### 文档正文:
>>

神经网络实验3-线性回归

线性回归模型

python 复制代码

import torch
import numpy as np
import matplotlib.pyplot as plt

# -----------------------------
# 1. 定义线性函数 (真实分布)
# -----------------------------
def linear_func(x, w=1.2, b=0.5):
    return w * x + b


# -----------------------------
# 2. 数据生成函数
# -----------------------------
def create_toy_data(func, interval, sample_num, noise=0.0, add_outlier=False, outlier_ratio=0.001):
    # 均匀采样
    X = torch.rand(size=[sample_num]) * (interval[1] - interval[0]) + interval[0]
    y = func(X)

    # 添加高斯噪声
    epsilon = torch.tensor(np.random.normal(0, noise, size=y.shape[0]))
    y = y + epsilon

    # 添加异常点
    if add_outlier:
        outlier_num = int(len(y) * outlier_ratio)
        if outlier_num > 0:
            outlier_idx = torch.randint(0, len(y), size=[outlier_num])
            y[outlier_idx] = y[outlier_idx] * 5

    return X, y


# -----------------------------
# 3. 构建数据集
# -----------------------------
interval = (-10, 10)
train_num = 100
test_num = 50
noise = 2

X_train, y_train = create_toy_data(linear_func, interval, train_num, noise=noise)

<<

### 记录列表:
>>

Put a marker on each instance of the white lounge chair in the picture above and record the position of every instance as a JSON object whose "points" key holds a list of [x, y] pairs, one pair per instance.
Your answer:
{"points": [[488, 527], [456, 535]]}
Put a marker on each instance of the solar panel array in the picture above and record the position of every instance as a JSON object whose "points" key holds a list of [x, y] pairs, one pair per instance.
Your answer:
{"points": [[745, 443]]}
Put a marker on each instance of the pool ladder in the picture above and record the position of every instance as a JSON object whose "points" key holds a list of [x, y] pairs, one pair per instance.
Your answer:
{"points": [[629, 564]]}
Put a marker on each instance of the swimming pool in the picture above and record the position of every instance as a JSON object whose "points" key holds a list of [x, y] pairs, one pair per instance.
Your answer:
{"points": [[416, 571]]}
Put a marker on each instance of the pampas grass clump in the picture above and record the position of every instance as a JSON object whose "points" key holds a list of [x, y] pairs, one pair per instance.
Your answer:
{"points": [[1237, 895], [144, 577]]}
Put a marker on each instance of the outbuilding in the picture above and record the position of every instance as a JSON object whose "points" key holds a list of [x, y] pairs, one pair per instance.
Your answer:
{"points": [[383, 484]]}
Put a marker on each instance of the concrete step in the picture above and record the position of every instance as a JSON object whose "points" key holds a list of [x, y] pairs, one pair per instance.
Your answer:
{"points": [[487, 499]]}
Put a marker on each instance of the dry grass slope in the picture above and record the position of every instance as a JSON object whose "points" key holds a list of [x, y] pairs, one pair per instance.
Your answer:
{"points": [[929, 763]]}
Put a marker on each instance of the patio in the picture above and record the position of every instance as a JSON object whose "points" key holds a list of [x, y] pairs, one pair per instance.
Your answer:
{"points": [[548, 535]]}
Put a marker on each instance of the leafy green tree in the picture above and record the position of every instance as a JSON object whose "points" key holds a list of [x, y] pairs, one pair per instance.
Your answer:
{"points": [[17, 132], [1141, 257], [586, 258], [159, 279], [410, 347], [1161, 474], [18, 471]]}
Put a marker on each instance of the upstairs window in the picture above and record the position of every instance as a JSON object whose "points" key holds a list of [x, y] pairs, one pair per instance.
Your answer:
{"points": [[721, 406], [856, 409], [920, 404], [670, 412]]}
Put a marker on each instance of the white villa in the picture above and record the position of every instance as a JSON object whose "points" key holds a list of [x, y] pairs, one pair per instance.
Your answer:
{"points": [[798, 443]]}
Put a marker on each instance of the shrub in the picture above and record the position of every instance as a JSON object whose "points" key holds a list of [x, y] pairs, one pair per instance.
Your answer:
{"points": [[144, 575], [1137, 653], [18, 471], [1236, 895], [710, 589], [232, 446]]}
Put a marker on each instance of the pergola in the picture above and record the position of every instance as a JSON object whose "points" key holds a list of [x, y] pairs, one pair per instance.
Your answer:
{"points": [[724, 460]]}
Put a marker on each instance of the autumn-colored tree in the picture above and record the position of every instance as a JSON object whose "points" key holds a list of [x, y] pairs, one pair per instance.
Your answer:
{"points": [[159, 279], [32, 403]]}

<<

### 待办事项:
A) 在线性回归实验的正文中，函数 linear_func 的参数 w 默认取什么值？
B) 请从线性回归实验的正文最后一行之后继续往下写。
完成任务时用不到这些记录。

### 参考答案:
A) 1.2

B)
X_test, y_test = create_toy_data(linear_func, interval, test_num, noise=noise)
X_train_large, y_train_large = create_toy_data(linear_func, interval, 5000, noise=noise)

# 用来画真实分布曲线
X_underlying = torch.linspace(interval[0], interval[1], train_num)
y_underlying = linear_func(X_underlying)


# -----------------------------
# 4. 定义线性算子 (手写模型)
# -----------------------------
class Op(object):
    def __call__(self, inputs):
        return self.forward(inputs)

    def forward(self, inputs):
        raise NotImplementedError

    def backward(self, inputs):
        raise NotImplementedError


class Linear(Op):
    def __init__(self, input_size):
        """
        输入:
          - input_size: 特征维度
        """
        self.input_size = input_size
        self.params = {}
        self.params['w'] = torch.randn(self.input_size, 1)
        self.params['b'] = torch.zeros([1])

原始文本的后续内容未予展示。